DIRECTIVE:
Report each line in the data below that contains the word "shop".

Stored data entries:
• • • • • • •
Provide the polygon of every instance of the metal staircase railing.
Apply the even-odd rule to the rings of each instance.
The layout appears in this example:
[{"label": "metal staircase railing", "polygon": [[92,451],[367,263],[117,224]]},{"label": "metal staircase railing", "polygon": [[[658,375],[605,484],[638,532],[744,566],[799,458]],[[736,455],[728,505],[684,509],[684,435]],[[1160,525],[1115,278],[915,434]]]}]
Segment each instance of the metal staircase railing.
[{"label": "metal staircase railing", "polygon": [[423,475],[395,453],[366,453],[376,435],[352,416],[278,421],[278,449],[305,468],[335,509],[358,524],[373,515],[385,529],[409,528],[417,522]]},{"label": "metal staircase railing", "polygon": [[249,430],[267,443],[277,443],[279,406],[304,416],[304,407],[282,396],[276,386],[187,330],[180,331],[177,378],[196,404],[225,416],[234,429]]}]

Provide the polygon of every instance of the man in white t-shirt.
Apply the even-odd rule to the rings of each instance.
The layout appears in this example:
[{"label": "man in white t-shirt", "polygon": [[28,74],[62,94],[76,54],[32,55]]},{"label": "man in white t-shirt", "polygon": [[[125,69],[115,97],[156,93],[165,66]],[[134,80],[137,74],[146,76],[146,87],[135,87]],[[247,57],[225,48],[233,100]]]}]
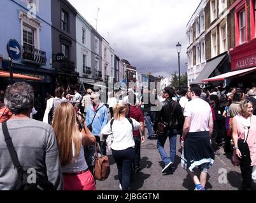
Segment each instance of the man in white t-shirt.
[{"label": "man in white t-shirt", "polygon": [[[199,98],[200,86],[190,85],[187,91],[192,100],[185,107],[185,122],[181,137],[181,166],[187,169],[196,185],[195,190],[205,190],[208,169],[214,161],[214,153],[210,137],[213,129],[213,120],[209,104]],[[200,180],[193,169],[198,166],[201,171]]]}]

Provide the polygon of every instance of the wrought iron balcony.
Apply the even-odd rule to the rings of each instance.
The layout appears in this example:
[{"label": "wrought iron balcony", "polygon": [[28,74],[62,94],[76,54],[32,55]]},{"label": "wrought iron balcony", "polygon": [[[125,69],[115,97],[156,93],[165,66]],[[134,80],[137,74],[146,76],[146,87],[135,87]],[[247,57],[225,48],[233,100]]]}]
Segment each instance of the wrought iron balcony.
[{"label": "wrought iron balcony", "polygon": [[106,81],[108,81],[108,79],[110,78],[110,75],[105,75],[104,79]]},{"label": "wrought iron balcony", "polygon": [[83,65],[83,74],[90,75],[92,74],[92,69],[85,65]]},{"label": "wrought iron balcony", "polygon": [[60,69],[63,70],[75,71],[76,69],[75,62],[66,58],[63,63],[61,63]]},{"label": "wrought iron balcony", "polygon": [[47,59],[45,51],[38,49],[34,46],[25,43],[22,46],[22,51],[24,62],[46,65]]},{"label": "wrought iron balcony", "polygon": [[103,77],[101,71],[99,71],[99,70],[95,70],[95,77]]}]

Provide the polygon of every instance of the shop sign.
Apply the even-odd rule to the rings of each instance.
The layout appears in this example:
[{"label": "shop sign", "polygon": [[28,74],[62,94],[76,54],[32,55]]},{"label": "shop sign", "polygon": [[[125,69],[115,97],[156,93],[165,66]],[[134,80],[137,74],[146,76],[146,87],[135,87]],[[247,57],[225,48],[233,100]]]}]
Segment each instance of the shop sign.
[{"label": "shop sign", "polygon": [[256,66],[256,55],[234,60],[232,65],[234,66],[235,69],[242,69]]}]

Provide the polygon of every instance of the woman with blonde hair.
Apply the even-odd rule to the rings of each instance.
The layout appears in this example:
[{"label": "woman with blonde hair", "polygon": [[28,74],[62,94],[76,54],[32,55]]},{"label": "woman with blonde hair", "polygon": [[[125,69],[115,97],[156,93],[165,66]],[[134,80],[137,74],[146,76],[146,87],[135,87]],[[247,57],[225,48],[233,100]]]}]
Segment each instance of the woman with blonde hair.
[{"label": "woman with blonde hair", "polygon": [[241,111],[232,119],[232,139],[234,155],[240,160],[242,189],[252,190],[252,167],[256,165],[256,115],[252,114],[253,105],[242,101]]},{"label": "woman with blonde hair", "polygon": [[84,158],[83,147],[94,143],[95,137],[85,125],[79,131],[77,117],[73,105],[62,102],[57,107],[53,120],[64,190],[96,190],[94,178]]},{"label": "woman with blonde hair", "polygon": [[122,190],[129,189],[132,162],[135,154],[133,131],[140,128],[140,123],[127,118],[128,105],[119,102],[113,107],[114,118],[103,128],[103,136],[113,133],[112,155],[117,163],[120,187]]}]

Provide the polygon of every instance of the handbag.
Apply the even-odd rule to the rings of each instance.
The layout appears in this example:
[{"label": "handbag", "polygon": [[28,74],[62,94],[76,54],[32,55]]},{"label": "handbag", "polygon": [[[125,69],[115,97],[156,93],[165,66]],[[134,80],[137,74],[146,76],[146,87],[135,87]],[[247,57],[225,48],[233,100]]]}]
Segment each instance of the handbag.
[{"label": "handbag", "polygon": [[20,166],[15,148],[14,148],[11,138],[10,136],[6,122],[3,122],[2,128],[3,133],[4,136],[4,141],[6,143],[11,161],[13,163],[14,169],[17,170],[18,179],[21,182],[21,186],[19,190],[31,191],[53,190],[53,185],[38,173],[36,173],[36,181],[34,182],[32,181],[32,183],[29,183],[29,176],[31,174],[27,173],[22,166]]},{"label": "handbag", "polygon": [[95,112],[95,114],[94,114],[94,118],[92,119],[92,122],[90,124],[89,124],[88,126],[87,126],[87,128],[89,128],[89,129],[90,130],[90,131],[92,131],[92,122],[94,122],[94,119],[95,119],[95,117],[96,116],[96,114],[97,114],[97,112],[98,112],[98,110],[102,107],[103,107],[104,105],[102,105],[101,107],[99,107],[99,108],[97,108],[97,110],[96,110],[96,111]]},{"label": "handbag", "polygon": [[110,173],[110,161],[108,156],[98,154],[96,142],[95,144],[95,165],[94,178],[97,180],[104,180],[108,178]]}]

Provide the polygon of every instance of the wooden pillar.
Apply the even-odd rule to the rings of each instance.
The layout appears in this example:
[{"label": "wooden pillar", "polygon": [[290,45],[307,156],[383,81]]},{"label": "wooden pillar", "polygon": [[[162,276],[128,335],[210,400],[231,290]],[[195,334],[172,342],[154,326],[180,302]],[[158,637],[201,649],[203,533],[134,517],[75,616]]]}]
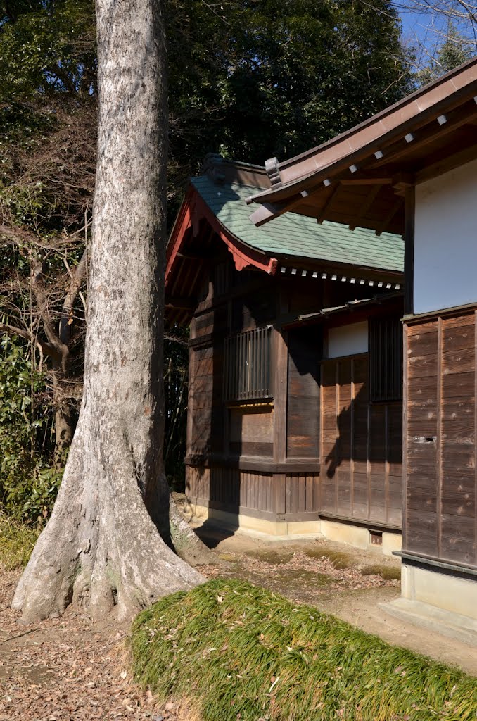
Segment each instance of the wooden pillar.
[{"label": "wooden pillar", "polygon": [[404,313],[414,313],[414,216],[416,187],[407,185],[404,207]]}]

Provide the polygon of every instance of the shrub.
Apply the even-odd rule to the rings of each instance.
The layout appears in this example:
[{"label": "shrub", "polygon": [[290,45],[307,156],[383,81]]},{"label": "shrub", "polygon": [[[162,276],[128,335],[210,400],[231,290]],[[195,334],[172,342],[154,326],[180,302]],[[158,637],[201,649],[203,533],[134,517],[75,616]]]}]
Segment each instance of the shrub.
[{"label": "shrub", "polygon": [[7,570],[26,566],[39,534],[39,528],[17,523],[0,510],[0,565]]},{"label": "shrub", "polygon": [[52,411],[45,376],[18,340],[4,336],[0,345],[0,503],[17,521],[42,523],[62,475],[50,467]]}]

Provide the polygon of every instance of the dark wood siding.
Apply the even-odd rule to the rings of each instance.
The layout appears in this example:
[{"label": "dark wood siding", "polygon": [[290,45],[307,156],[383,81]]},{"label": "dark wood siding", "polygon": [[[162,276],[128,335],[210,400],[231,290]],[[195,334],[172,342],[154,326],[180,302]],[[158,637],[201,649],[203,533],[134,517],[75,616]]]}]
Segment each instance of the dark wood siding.
[{"label": "dark wood siding", "polygon": [[288,332],[287,456],[320,455],[320,329]]},{"label": "dark wood siding", "polygon": [[401,404],[370,403],[367,354],[325,360],[321,377],[321,511],[399,526]]},{"label": "dark wood siding", "polygon": [[405,550],[477,566],[475,313],[406,330]]}]

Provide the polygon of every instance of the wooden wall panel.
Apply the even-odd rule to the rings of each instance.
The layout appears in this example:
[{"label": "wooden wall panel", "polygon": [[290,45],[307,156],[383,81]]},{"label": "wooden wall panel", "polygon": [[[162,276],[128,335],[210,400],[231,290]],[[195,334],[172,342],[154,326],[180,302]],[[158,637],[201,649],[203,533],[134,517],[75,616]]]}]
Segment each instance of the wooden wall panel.
[{"label": "wooden wall panel", "polygon": [[477,566],[475,313],[407,337],[405,550]]},{"label": "wooden wall panel", "polygon": [[399,526],[402,405],[370,404],[367,355],[324,361],[320,510]]},{"label": "wooden wall panel", "polygon": [[285,513],[308,513],[318,510],[318,475],[289,474],[285,477]]},{"label": "wooden wall panel", "polygon": [[231,408],[230,451],[232,456],[273,456],[273,407]]},{"label": "wooden wall panel", "polygon": [[223,410],[221,347],[191,349],[189,366],[187,455],[222,450]]},{"label": "wooden wall panel", "polygon": [[288,332],[287,457],[318,458],[320,454],[319,329]]}]

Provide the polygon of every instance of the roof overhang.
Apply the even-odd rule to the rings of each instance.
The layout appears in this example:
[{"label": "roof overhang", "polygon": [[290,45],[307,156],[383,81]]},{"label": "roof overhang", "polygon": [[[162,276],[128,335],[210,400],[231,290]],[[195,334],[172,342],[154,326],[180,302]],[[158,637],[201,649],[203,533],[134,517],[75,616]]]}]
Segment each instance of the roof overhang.
[{"label": "roof overhang", "polygon": [[255,225],[293,211],[402,234],[406,188],[477,158],[477,59],[327,143],[265,164]]},{"label": "roof overhang", "polygon": [[237,270],[255,267],[270,275],[278,261],[231,234],[192,185],[186,193],[166,251],[165,316],[169,324],[190,322],[197,305],[201,276],[211,257],[214,236],[225,244]]}]

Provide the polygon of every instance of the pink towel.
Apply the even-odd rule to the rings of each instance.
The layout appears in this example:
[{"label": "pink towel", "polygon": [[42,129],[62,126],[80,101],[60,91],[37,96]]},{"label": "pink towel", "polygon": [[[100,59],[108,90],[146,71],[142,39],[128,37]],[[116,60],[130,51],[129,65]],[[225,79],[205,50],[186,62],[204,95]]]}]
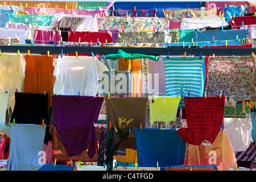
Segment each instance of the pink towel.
• • • • • • •
PROBLEM SOLUTION:
Provide the polygon of every instance of the shop sign.
[{"label": "shop sign", "polygon": [[28,74],[62,94],[76,54],[32,55]]},{"label": "shop sign", "polygon": [[[125,69],[115,97],[156,93],[165,66]],[[134,80],[137,74],[146,76],[146,87],[135,87]],[[247,57],[225,48],[233,100]]]}]
Segment each instance of the shop sign.
[{"label": "shop sign", "polygon": [[256,66],[256,55],[234,60],[232,65],[234,66],[235,69],[242,69]]}]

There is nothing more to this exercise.